(Dataset entries)
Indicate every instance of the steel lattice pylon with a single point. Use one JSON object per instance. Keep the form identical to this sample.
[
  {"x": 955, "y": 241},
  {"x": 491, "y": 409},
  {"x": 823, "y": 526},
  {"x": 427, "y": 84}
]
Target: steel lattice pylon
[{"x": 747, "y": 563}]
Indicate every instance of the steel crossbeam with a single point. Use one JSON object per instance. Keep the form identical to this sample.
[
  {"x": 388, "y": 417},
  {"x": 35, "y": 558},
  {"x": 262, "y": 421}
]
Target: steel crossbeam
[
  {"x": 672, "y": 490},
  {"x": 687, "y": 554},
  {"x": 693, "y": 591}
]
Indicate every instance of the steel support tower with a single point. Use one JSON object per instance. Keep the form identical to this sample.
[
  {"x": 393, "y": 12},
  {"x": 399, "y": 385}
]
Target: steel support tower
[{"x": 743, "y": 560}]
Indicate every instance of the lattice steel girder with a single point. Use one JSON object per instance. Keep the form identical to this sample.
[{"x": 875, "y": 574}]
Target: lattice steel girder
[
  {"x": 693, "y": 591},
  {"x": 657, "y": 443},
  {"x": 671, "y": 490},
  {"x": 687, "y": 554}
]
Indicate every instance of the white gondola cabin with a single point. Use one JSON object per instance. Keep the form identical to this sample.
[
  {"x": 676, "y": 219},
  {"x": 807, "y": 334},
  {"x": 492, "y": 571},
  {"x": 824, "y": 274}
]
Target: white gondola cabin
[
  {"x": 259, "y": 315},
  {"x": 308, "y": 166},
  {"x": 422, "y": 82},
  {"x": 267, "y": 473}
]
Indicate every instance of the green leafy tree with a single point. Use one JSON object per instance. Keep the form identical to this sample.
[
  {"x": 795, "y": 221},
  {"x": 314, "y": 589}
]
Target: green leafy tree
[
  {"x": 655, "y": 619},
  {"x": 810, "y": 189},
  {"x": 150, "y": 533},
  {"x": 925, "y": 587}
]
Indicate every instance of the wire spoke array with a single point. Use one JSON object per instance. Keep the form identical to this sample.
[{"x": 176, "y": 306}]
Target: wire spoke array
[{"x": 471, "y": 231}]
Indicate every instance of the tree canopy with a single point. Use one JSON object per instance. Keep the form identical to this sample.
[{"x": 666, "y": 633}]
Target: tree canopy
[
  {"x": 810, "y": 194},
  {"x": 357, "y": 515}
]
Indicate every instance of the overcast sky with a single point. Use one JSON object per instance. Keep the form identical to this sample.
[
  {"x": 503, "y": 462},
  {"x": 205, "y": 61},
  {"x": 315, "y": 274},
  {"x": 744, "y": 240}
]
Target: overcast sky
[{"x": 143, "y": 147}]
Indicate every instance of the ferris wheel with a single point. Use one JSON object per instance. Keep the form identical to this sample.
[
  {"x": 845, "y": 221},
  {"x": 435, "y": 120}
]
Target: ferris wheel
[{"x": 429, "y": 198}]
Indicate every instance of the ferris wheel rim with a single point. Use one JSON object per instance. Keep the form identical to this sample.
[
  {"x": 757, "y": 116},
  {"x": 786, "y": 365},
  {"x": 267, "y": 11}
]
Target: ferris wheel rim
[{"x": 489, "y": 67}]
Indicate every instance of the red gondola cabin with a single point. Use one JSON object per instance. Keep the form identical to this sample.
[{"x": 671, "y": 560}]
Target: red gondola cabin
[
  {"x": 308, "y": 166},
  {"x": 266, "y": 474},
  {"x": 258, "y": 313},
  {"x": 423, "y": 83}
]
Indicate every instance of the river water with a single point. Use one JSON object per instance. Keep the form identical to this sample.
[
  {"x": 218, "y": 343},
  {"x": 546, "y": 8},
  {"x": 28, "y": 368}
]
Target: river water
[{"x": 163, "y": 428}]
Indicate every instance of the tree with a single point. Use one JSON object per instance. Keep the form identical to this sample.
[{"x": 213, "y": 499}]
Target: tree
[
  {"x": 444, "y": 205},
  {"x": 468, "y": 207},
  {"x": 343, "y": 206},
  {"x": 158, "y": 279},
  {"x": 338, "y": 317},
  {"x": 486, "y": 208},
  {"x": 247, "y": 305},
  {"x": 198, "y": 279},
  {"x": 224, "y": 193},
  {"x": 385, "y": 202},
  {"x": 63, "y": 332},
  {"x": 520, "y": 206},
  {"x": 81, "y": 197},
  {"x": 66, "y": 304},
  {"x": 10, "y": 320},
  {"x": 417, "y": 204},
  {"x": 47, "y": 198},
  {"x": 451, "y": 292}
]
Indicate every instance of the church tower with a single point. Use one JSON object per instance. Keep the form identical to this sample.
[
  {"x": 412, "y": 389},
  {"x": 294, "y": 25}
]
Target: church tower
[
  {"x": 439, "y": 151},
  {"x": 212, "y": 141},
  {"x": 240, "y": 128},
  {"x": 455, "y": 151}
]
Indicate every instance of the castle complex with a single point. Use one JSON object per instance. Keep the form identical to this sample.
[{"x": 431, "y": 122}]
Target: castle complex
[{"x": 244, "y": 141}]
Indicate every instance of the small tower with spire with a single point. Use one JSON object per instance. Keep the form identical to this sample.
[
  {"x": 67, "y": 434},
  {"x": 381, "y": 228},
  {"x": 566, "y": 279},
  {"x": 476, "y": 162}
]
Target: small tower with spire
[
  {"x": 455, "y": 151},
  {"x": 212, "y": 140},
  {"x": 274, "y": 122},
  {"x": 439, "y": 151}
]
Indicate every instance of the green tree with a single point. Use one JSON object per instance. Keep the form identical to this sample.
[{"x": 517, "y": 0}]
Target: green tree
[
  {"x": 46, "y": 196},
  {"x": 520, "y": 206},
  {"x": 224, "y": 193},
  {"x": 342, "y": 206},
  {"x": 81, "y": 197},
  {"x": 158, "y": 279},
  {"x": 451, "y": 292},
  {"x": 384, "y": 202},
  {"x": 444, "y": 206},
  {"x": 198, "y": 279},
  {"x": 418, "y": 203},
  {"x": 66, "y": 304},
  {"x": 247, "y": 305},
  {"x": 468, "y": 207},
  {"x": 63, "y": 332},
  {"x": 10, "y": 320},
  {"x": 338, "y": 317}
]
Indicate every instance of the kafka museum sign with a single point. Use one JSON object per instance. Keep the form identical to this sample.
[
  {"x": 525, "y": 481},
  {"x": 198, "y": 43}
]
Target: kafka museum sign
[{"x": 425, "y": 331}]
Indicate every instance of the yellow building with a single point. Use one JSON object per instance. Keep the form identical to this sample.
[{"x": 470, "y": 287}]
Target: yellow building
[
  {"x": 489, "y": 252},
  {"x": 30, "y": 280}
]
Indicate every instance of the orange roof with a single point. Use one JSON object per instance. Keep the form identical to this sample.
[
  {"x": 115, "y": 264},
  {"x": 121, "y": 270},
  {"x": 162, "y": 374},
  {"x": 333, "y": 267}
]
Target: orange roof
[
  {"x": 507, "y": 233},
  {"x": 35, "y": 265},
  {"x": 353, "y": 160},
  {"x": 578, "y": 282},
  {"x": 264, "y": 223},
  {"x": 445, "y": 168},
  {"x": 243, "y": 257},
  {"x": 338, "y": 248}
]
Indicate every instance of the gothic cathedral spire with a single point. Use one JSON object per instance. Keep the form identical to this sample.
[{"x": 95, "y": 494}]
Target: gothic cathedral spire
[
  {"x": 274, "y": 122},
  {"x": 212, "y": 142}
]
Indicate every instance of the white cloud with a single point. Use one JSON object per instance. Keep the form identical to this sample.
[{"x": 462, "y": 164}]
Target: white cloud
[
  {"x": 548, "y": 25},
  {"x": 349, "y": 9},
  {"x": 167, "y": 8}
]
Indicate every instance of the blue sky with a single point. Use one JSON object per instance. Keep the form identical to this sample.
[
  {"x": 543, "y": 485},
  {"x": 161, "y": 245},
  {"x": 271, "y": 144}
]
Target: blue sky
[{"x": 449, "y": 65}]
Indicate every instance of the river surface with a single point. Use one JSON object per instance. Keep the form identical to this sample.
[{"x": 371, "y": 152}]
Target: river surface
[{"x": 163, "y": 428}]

### Instructions to follow
Give an exact copy of every line from the one holding "Target: gothic cathedral spire" through the end of the records, both included, and no other lines.

### Result for this task
Target: gothic cathedral spire
[
  {"x": 274, "y": 122},
  {"x": 212, "y": 142}
]
Indicate every instance of the white cloud with a single point. Use one JSON object per instance. Keep the form identical to this sample.
[{"x": 462, "y": 164}]
Target: white cloud
[
  {"x": 548, "y": 25},
  {"x": 349, "y": 9},
  {"x": 167, "y": 8}
]
Indicate every instance of the blue sky with a single point. Use one JSON object per instance. Keep the form identical to this sample.
[
  {"x": 543, "y": 485},
  {"x": 161, "y": 245},
  {"x": 271, "y": 144}
]
Target: blue sky
[{"x": 449, "y": 65}]
Indicate every instance of the river surface with a single point. Use one JSON object per instance. Keep the form identical to this sample.
[{"x": 371, "y": 152}]
Target: river surface
[{"x": 163, "y": 428}]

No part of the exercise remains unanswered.